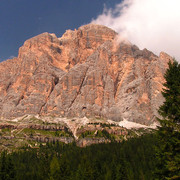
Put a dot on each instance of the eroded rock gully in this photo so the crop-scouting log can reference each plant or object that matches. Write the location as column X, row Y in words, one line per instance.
column 86, row 72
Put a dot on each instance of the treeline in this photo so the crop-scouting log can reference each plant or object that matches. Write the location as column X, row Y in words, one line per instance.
column 130, row 160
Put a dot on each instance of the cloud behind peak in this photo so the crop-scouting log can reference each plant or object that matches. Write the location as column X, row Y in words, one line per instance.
column 152, row 24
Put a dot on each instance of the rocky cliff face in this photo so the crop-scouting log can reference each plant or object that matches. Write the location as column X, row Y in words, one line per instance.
column 86, row 72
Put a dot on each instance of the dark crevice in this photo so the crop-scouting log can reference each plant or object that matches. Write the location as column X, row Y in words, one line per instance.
column 116, row 85
column 8, row 86
column 54, row 83
column 19, row 100
column 79, row 89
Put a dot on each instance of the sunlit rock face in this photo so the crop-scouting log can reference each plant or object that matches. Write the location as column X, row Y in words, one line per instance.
column 87, row 72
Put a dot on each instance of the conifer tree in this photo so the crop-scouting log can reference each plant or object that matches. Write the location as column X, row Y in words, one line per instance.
column 168, row 154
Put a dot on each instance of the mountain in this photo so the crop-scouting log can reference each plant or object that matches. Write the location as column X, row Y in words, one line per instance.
column 87, row 72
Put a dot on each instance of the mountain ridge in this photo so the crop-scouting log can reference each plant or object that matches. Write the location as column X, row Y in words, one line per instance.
column 86, row 72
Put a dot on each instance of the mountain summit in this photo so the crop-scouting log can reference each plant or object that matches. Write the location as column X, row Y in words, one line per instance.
column 87, row 72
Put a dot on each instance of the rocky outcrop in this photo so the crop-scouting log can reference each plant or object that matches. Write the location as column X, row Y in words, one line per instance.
column 86, row 72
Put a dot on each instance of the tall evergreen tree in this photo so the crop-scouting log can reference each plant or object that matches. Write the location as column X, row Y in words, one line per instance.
column 168, row 153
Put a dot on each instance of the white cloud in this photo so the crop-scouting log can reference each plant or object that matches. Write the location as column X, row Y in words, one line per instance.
column 151, row 24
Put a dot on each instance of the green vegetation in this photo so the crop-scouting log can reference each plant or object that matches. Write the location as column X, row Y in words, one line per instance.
column 130, row 160
column 168, row 153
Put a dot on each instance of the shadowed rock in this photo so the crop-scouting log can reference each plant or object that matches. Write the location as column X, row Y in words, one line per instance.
column 86, row 72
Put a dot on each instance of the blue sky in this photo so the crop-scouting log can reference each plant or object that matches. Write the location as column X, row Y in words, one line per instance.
column 23, row 19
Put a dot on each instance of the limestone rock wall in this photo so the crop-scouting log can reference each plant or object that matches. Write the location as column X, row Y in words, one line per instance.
column 86, row 72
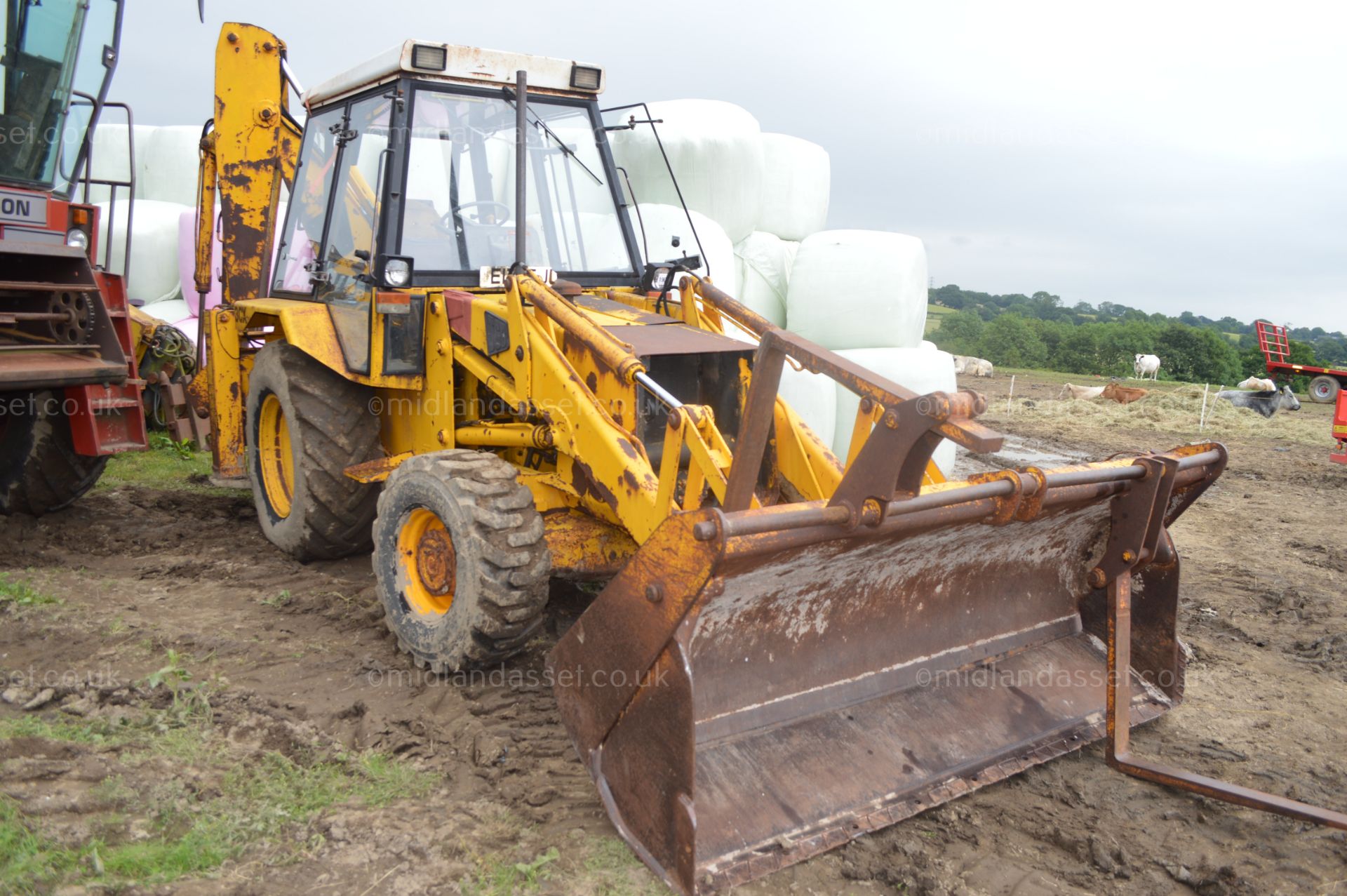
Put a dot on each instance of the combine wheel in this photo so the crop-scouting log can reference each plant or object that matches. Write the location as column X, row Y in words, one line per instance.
column 304, row 424
column 461, row 561
column 39, row 468
column 1325, row 389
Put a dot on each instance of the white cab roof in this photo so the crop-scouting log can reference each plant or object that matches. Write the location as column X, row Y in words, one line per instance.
column 462, row 65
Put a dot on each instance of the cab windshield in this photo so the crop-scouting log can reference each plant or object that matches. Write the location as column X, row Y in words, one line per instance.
column 458, row 210
column 53, row 51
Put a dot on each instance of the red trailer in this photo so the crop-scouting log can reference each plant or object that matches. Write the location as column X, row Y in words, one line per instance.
column 1325, row 386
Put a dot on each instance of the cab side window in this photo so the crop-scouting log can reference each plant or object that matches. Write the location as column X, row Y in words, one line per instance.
column 307, row 219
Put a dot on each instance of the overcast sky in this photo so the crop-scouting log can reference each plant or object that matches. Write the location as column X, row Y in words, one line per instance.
column 1164, row 155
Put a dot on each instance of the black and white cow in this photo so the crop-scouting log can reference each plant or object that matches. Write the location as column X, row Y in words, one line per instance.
column 1265, row 403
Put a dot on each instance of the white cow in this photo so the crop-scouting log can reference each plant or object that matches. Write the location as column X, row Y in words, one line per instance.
column 1146, row 366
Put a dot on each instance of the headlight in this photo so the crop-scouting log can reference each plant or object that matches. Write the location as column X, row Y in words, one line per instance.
column 398, row 272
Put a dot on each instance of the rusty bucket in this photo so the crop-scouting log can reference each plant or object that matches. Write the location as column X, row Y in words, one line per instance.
column 758, row 686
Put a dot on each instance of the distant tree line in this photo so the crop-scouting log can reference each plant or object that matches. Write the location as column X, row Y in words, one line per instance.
column 1040, row 332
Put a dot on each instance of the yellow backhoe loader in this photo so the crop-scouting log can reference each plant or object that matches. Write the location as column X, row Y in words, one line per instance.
column 455, row 354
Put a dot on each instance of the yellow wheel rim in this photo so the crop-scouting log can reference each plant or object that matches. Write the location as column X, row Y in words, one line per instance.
column 275, row 456
column 426, row 563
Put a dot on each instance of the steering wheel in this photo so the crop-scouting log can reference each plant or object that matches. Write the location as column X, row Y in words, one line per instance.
column 457, row 212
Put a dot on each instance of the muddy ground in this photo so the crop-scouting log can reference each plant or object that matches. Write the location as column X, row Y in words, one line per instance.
column 212, row 717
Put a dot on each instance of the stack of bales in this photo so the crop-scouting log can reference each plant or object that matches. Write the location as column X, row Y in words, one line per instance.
column 760, row 203
column 165, row 192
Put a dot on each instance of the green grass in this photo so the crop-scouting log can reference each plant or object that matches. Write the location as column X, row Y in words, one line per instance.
column 503, row 878
column 166, row 465
column 262, row 798
column 22, row 593
column 257, row 802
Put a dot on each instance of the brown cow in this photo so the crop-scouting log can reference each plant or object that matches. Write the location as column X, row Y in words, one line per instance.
column 1124, row 394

Task requirements: Word for word, reproduce the listing above; no image should be carried over.

Exercise answer:
Put a dot on each instance of the eroded rock gully in this photo so the crop-scouting log can reference each plant or object that matches. Write the location as column X, row Y in words, one line per instance.
column 86, row 72
Put a dot on each instance of the treeline in this photo so the crop-scouting log can reference each plant or object that matches. Write the location as column X, row Y in words, one line per instance.
column 130, row 160
Put a dot on each instance of the cloud behind peak in this photo so the crop-scouting log can reference each plant or object that matches. Write the location as column X, row Y in words, one line per instance.
column 152, row 24
Put a dot on each instance of the rocky cliff face in this photo so the crop-scouting log can reference each plant or object that matches. Write the location as column X, row Y in words, one line per instance.
column 86, row 72
Put a dot on each instance of the dark crevice in this photo so the crop-scouting log can reference each plant or object that matches. Write the location as column X, row Y in words, one line per instance.
column 116, row 85
column 8, row 86
column 54, row 83
column 19, row 100
column 79, row 89
Put a dot on each instance of the sunlit rock face in this photo so the crop-scouting log can reference each plant or object that matches. Write the location as column X, row Y in words, one line per instance.
column 87, row 72
Put a dot on each instance of the conifer tree in this photo so the crop-scouting log can reference each plant or object that matches. Write the location as column X, row Y in words, one line per instance.
column 168, row 154
Put a dot on each instance of the mountain in this photo so the crop-scouting log can reference each plant or object that matches. Write the location as column X, row Y in words, one line per instance.
column 87, row 72
Put a dot on each instance of the mountain ridge in this photo so the crop-scouting log can reference each plant or object that matches. Write the location as column X, row Y in words, one line per instance.
column 86, row 72
Put a dot on each instance of the mountain summit in this photo so the crop-scouting log can reference each plant or object that matches. Write the location as column X, row Y in words, one line per instance.
column 87, row 72
Put a dot on each instance of the rocky outcrop in this photo so the crop-scouting log can reference each plant or object that matches. Write the location as column X, row Y in words, one line per instance.
column 86, row 72
Put a dot on each instance of the tall evergreen tree in this photo so the crop-scouting log can reference each plant or object that matches. Write the location as column X, row Y in words, one line per instance.
column 168, row 153
Put a dot on each instance of the white cloud in this photo so the crop-scouting log can reference each plant or object that matches. Write the location as column X, row Y in words, one line per instance.
column 151, row 24
Put a dot on each instance of the green vegetation in this photo so the crop-scouting log can reference each plant or object that matches. Write the location as column X, row Y in words, one line per instance.
column 130, row 160
column 168, row 153
Put a dot on each instance of the shadowed rock in this photo so the crop-scouting log can reference each plant or object that matches. Write the location as column X, row Y in words, one line per instance.
column 86, row 72
Put a dot on each instance of the blue sky in this photo so the crop-scouting log can reference each plant or object that matches. Write the location as column X, row Y in words, one line per instance.
column 23, row 19
Put a dot on each instance of the limestone rock wall in this photo so the crop-scouting log can reference each plant or object that matches. Write the location as column X, row Y in words, one line per instance.
column 86, row 72
Put a dot on each instance of the combine wheel in this photo so the crop-scouting log can reference each plant or object that matches. Write the location as column X, row Y in words, one line per instance.
column 304, row 424
column 461, row 561
column 39, row 468
column 1325, row 389
Put a dot on each instance of the white cab roof in this photo so the crop-scouting log can reference each plant or object that matches. Write the location as column X, row Y in words, one line per instance.
column 462, row 65
Put a dot on each instance of the cab windshield in this photo so the crop-scouting log can reference each plant or object that matches. Write the location as column X, row Y in words, one line per instance.
column 458, row 210
column 53, row 51
Put a dot on each instance of the red trailer in this photo so the crop-scouting log can reference each plant or object that matches. Write the location as column X, row Y in words, one line per instance.
column 1325, row 386
Put a dot on each instance of the cab side window in this photo so the crop-scouting log can reference each plant or object that matches. Write the location as column X, row Y in words, one line per instance.
column 307, row 219
Put a dot on each instance of the overcast sky in this photo so the crop-scouting log can reference each plant or object that matches. Write the location as column X, row Y in words, one line per instance.
column 1164, row 155
Put a dot on each instance of the black and white cow in this photo so the crop-scouting log can reference each plant or object that matches. Write the location as column X, row Y in words, one line per instance.
column 1265, row 403
Put a dot on each instance of the white cow in this photo so the crop-scouting log can reference each plant or object that matches. Write the location as column X, row Y in words, one line per instance.
column 1146, row 366
Put a dot on each instance of the headlight in this photo so the crop-scouting log can reference each plant or object that matches. Write the location as column X, row Y in words, one line per instance.
column 398, row 272
Put a dot on each instance of the rusty bucket in this photo so the crop-scouting log can reference each plant or object that matches. Write the location as column X, row Y in words, one line per instance.
column 758, row 686
Put a dot on each instance of the distant tree line in this photo so the crop-scouting log can reference each plant or object that matches. Write the location as column X, row Y in words, one line per instance.
column 1040, row 332
Put a dot on each instance of the yellow backhoe loader in this photo so the crop-scouting log can reference each plant or object that matches. Write the location as column X, row Y in words, one line per instance.
column 455, row 354
Put a dot on each instance of the yellow wheel rim in this photo so the crop-scouting log can reference each plant or object that matches. Write the location as column X, row Y in words, one line per instance.
column 275, row 456
column 426, row 563
Put a dot on each instance of the steering wheel in this photo so the crop-scouting log can reference each plant or object that matches. Write the location as column X, row Y in words, one line per instance.
column 457, row 212
Put a dot on each instance of the muddy ground in this photo so the crop-scouting log can reference each plant or object that matches. Write the location as column X, row Y in words, one line per instance.
column 212, row 717
Put a dot on each instance of the stack of bales in this photo so the crop-scouting log can reference each plant or object that matches. Write the location as column X, row Y in words, one line per instance.
column 760, row 203
column 165, row 192
Put a dot on each instance of the green grass in this photo so the crop-scouting log can reference each plant or object that matches. Write the location as column X, row Y in words, one line per instance.
column 503, row 878
column 166, row 465
column 262, row 798
column 22, row 593
column 257, row 802
Put a dot on each instance of the brown cow in this photo so the crop-scouting log can reference each plant or object that matches. Write the location as column X, row Y in words, one line per instance.
column 1124, row 394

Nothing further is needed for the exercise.